→ **TASKS TO COMPLETE**:
(1) According to the code review of the match_with_gaps functions, why is the second approach slightly better?
(2) Pick up the code review of the match_with_gaps functions right after its final line and carry it forward.

→ **TEXT EXCERPT**:
In [5]: match_with_gaps("a p e _ p", "apple")
Out[5]: True

In [6]: match_with_gaps2("a p e _ p", "apple")
Out[6]: False

However, both fail if a character is masked that appears more than once:

In [7]: match_with_gaps("a p _ l e", "apple")
Out[7]: False

In [8]: match_with_gaps2("a p _ l e", "apple")
Out[8]: False

While you do check that the count of each character is the same, this does not mean that the words are the same. And the counts may differ because some character are masked.

The second approach is also slightly better because it checks the length first, there's no need for a complicated algorithm if that is not the case.

In your second function I would use a few tricks to reduce the amount of indentation you have to deal with. You also should not check the count of the characters, since you are going to go through all characters anyway and it actually introduces the second bug:

def match_with_gaps(my_word, other_word):
    '''
    my_word: string with _ characters, current guess of secret word
    other_word: string, regular English word
    returns: boolean, True if all the actual letters of my_word match the 
        corresponding letters of other_word, or the letter is the special symbol
        _ , and my_word and other_word are of the same length;
        False otherwise: 
    '''
    my_word = my_word.replace(' ', '')

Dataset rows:
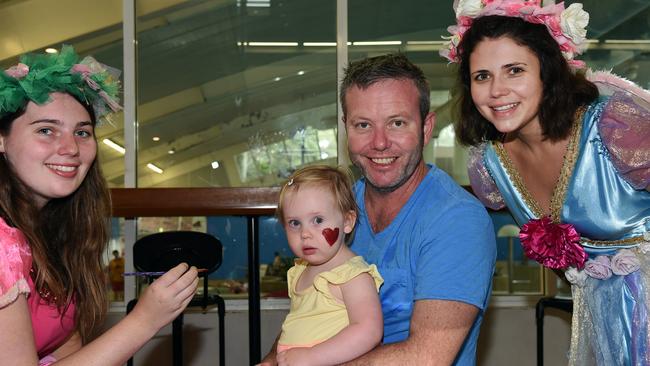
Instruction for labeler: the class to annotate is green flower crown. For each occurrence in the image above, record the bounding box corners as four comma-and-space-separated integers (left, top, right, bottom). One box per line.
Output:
0, 45, 122, 119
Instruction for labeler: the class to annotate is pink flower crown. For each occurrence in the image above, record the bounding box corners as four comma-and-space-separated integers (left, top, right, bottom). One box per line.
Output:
440, 0, 589, 68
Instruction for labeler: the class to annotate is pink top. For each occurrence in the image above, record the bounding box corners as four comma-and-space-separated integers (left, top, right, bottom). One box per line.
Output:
0, 218, 75, 357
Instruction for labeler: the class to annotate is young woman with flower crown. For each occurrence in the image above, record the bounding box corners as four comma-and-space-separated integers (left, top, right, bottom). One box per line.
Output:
441, 0, 650, 365
0, 46, 198, 365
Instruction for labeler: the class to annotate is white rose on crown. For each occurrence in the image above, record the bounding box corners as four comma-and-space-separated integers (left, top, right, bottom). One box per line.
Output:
560, 3, 589, 45
456, 0, 483, 18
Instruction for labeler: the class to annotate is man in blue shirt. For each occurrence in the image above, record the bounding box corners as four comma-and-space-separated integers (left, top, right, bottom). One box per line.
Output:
262, 54, 496, 366
341, 54, 496, 365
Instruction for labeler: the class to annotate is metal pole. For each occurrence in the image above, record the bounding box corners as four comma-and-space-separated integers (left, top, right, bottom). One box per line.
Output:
248, 216, 262, 365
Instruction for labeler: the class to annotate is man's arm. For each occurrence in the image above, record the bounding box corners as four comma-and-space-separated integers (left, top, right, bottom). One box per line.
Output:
345, 300, 478, 366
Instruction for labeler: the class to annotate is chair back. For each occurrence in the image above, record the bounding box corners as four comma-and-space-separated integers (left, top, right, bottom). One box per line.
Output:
133, 231, 223, 276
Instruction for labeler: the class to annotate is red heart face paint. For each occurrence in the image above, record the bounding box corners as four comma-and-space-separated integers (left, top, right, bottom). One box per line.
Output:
323, 228, 339, 246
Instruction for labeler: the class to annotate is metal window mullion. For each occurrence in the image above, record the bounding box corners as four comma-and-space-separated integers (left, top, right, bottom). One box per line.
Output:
122, 0, 138, 303
336, 0, 350, 166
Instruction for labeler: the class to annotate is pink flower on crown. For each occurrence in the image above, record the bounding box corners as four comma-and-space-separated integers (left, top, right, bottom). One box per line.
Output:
519, 217, 587, 269
5, 63, 29, 79
440, 0, 589, 67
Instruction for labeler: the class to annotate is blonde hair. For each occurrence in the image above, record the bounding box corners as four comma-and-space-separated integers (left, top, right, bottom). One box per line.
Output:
276, 165, 359, 240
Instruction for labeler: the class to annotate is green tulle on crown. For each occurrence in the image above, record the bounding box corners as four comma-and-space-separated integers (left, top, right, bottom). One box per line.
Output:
0, 45, 122, 119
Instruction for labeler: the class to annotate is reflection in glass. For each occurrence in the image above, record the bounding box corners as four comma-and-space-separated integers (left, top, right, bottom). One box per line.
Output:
137, 0, 337, 187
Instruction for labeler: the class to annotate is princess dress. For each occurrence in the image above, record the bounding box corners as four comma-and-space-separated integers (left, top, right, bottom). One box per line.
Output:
469, 73, 650, 366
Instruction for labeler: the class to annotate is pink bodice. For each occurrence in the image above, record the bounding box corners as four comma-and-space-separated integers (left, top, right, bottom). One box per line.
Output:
0, 218, 75, 357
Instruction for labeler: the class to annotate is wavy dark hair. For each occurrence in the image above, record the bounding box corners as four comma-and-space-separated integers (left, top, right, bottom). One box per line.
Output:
454, 15, 598, 145
339, 53, 431, 123
0, 96, 111, 343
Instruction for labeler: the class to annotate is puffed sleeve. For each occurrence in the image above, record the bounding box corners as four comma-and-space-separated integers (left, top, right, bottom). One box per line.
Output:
467, 144, 505, 210
0, 219, 32, 308
598, 92, 650, 190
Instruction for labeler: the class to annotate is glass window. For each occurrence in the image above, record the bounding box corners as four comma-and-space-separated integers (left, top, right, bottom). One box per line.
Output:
132, 0, 336, 187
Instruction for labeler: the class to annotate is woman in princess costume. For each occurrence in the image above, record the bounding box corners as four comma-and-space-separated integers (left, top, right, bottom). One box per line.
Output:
441, 0, 650, 366
0, 46, 198, 365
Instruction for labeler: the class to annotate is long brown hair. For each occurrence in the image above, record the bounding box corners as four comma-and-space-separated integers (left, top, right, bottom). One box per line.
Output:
0, 96, 111, 343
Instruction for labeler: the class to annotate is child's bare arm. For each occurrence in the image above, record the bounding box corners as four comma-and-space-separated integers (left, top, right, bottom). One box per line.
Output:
277, 273, 384, 366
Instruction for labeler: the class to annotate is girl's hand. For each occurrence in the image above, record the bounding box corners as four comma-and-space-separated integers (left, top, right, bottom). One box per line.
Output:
278, 347, 313, 366
131, 263, 199, 333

→ **RESULTS FOR THE EXERCISE**:
(1) It checks the length first.

(2)
    if len(my_word) != len(other_word):
        return False
    for c1, c2 in zip(my_word, other_word):
        if c1 == '_':
            continue
        if c1 != c2:
            return False
    return True

You could make this more compact using all:

def match_with_gaps(my_word, other_word):
    '''
    my_word: string with _ characters, current guess of secret word
    other_word: string, regular English word
    returns: boolean, True if all the actual letters of my_word match the 
        corresponding letters of other_word, or the letter is the special symbol
        _ , and my_word and other_word are of the same length;
        False otherwise: 
    '''
    my_word = my_word.replace(' ', '')
    if len(my_word) != len(other_word):
        return False
    return all(c1 in ('_', c2) for c1, c2 in zip(my_word, other_word))

If you do want to compare counts of characters, you should use collections.Counter, instead of list.count. The former goes through the whole iterable once and sum up the occurrences of each unique element, whereas you need to call list.count for each unique element and each call traverses the whole iterable.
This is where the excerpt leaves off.